§ **Instructions for the task**:
Report every line in the entries below that contains the string "glossy", treating uppercase and lowercase as different.

◇ ◇ ◇ ◇ ◇

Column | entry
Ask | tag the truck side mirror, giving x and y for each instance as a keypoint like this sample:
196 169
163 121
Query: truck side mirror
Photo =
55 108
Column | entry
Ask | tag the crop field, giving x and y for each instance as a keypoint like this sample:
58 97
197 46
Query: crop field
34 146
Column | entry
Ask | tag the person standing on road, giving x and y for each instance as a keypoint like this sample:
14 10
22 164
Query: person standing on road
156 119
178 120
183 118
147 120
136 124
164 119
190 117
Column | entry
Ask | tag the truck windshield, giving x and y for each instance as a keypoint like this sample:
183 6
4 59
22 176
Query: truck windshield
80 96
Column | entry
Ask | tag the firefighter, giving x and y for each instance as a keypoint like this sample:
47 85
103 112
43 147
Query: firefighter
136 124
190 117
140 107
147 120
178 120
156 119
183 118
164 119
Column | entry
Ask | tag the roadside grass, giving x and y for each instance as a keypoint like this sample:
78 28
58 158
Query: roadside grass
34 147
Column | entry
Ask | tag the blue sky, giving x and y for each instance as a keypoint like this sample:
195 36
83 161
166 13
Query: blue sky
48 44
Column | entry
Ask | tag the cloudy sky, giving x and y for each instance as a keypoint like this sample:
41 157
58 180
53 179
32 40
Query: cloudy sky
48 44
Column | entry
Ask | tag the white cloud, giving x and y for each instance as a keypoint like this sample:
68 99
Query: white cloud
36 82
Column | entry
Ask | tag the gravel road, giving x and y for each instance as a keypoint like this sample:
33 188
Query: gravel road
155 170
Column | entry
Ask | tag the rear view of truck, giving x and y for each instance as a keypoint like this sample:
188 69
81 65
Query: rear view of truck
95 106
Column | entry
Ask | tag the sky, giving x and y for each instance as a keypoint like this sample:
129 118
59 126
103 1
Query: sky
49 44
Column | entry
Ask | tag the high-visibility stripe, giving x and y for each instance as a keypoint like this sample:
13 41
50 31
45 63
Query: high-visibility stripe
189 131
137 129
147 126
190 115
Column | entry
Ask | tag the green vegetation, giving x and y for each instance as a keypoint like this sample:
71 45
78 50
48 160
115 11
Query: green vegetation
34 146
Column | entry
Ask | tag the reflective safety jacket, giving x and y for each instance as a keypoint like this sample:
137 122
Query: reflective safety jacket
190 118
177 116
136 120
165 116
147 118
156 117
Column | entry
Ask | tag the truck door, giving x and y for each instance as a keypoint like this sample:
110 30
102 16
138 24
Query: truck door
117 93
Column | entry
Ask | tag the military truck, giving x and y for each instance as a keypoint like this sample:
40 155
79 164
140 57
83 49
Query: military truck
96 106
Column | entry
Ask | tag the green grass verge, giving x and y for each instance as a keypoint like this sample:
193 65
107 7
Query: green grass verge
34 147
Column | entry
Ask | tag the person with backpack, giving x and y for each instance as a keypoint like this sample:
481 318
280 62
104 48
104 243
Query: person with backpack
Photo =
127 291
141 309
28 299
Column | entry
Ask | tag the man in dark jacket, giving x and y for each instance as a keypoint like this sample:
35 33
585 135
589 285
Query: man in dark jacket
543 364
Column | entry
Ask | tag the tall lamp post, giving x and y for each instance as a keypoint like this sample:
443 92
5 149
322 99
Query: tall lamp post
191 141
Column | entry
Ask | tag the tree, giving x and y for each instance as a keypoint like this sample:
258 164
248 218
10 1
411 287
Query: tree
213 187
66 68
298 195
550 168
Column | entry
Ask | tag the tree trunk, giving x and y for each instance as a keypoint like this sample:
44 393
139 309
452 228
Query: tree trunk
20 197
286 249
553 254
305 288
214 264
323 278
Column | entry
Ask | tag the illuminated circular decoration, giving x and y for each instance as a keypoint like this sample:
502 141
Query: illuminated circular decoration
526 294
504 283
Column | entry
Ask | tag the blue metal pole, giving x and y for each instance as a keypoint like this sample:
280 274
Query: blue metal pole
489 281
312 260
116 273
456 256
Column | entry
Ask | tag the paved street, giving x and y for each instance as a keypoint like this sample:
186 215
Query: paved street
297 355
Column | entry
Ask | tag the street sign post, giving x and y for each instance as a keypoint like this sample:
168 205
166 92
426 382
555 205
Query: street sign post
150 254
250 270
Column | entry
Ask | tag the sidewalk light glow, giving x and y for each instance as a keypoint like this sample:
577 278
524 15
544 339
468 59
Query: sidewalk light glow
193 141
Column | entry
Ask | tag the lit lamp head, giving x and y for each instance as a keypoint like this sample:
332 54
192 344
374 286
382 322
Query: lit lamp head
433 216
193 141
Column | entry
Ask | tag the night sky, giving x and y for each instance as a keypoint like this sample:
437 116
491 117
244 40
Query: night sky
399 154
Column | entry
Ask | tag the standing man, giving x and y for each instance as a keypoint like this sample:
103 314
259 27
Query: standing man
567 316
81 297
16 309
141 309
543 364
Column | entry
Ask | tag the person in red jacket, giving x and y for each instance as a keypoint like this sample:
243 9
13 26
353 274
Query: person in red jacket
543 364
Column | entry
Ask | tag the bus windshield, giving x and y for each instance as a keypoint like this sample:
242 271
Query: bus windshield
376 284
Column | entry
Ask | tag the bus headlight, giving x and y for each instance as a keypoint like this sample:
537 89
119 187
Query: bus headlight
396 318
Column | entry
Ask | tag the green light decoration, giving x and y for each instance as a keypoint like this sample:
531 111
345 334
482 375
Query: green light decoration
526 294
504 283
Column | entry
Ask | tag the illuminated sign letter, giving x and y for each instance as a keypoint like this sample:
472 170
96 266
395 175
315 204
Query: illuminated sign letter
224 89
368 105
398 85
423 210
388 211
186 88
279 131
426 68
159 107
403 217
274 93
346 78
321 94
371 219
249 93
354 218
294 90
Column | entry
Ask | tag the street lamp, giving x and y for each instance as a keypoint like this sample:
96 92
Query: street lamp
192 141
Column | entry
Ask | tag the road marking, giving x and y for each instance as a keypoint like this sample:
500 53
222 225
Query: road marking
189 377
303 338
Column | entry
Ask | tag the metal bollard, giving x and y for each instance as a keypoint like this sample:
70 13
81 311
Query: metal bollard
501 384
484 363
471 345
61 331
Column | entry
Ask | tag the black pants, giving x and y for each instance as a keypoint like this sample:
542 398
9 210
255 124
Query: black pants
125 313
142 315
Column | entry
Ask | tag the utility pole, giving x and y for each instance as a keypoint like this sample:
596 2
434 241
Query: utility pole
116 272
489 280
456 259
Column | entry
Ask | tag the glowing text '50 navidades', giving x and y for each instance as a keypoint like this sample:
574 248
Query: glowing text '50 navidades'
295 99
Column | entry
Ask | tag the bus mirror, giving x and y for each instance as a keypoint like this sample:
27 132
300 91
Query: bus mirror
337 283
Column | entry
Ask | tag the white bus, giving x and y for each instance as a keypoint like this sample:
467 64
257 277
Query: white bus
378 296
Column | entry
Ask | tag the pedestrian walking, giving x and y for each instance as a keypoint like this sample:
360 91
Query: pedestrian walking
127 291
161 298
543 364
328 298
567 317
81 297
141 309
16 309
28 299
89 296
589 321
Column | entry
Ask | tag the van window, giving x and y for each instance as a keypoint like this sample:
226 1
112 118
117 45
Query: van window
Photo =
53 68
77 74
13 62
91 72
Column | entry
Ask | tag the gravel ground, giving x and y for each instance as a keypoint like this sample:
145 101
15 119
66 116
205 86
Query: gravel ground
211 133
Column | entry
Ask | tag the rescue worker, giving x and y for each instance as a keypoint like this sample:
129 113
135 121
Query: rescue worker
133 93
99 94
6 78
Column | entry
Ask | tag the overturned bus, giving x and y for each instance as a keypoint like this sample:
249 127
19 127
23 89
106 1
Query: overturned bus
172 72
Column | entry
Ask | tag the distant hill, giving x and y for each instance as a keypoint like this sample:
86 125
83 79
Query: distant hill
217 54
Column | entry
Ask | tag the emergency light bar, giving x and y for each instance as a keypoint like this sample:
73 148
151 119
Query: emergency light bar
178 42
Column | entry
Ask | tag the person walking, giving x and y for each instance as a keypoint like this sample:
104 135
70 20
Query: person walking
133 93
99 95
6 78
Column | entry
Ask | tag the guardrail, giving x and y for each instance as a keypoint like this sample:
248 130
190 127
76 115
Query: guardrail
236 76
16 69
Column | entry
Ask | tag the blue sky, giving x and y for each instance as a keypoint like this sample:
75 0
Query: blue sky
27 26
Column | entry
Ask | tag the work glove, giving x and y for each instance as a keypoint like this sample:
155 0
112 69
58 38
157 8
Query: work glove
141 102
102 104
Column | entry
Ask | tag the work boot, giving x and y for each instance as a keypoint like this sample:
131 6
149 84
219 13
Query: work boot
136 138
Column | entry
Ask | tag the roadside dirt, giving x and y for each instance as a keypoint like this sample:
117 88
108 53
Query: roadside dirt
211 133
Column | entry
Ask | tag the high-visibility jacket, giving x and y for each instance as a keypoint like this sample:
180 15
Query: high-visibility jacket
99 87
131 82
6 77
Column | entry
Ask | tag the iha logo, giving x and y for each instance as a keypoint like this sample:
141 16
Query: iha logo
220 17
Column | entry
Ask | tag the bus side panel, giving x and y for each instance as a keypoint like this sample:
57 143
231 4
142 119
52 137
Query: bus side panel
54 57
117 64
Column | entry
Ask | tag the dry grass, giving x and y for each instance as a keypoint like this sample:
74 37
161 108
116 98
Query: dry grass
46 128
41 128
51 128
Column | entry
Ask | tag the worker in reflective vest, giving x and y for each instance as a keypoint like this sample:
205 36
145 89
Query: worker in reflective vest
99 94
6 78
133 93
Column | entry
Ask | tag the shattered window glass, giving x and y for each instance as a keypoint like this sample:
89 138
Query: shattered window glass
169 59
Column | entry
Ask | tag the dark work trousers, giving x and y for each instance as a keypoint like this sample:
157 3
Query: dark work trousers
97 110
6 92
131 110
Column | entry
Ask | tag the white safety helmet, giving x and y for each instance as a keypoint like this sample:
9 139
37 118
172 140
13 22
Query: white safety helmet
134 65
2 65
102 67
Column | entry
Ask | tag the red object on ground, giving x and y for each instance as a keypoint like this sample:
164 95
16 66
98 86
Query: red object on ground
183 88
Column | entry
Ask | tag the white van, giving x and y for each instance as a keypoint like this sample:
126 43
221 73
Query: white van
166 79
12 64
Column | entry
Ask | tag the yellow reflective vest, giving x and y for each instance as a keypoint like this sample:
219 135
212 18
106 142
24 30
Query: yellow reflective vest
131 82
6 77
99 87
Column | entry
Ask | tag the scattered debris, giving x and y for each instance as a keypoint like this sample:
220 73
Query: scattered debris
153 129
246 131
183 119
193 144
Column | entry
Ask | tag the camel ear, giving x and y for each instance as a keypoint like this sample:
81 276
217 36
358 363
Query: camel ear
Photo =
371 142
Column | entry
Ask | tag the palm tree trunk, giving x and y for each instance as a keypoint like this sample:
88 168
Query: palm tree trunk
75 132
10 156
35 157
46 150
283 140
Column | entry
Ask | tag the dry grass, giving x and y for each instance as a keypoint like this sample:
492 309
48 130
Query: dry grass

◇ ◇ ◇ ◇ ◇

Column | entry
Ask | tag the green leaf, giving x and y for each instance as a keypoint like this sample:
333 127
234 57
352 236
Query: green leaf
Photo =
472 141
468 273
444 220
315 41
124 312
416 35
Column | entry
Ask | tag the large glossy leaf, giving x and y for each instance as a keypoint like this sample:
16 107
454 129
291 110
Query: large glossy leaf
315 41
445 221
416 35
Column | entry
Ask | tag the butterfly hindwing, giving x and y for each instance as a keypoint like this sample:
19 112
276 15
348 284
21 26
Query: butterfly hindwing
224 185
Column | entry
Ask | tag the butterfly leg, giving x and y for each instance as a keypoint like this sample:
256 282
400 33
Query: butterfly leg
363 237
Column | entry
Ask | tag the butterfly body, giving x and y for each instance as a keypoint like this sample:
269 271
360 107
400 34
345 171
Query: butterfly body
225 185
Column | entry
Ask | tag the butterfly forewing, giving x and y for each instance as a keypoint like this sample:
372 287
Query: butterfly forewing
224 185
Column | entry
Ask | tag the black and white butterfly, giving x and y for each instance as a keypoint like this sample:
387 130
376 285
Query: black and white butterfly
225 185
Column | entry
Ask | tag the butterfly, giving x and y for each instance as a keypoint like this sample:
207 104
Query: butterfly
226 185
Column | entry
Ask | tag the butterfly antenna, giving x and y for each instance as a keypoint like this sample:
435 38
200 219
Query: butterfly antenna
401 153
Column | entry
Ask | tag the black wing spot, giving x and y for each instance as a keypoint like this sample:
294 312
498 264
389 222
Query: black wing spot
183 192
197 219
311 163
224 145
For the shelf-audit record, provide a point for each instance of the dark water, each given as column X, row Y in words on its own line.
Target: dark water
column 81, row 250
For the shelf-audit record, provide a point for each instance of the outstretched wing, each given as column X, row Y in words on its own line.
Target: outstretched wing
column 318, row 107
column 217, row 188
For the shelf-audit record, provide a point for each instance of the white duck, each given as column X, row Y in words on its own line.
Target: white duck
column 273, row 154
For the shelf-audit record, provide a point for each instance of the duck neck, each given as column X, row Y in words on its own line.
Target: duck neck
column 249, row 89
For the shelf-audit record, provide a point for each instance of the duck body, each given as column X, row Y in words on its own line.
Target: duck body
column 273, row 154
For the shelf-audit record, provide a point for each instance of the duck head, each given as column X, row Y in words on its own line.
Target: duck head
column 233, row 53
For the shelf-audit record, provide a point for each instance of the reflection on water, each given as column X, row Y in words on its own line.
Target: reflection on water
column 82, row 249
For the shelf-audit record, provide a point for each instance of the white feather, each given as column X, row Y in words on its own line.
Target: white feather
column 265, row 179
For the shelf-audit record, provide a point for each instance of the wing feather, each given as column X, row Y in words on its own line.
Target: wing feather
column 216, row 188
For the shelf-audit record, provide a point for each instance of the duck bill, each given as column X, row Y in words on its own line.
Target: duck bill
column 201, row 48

◇ ◇ ◇ ◇ ◇

§ **Result below**:
Ask | tag the large glossy leaf, giving x and y for each instance as a keypoint like this sample:
Query: large glossy leaf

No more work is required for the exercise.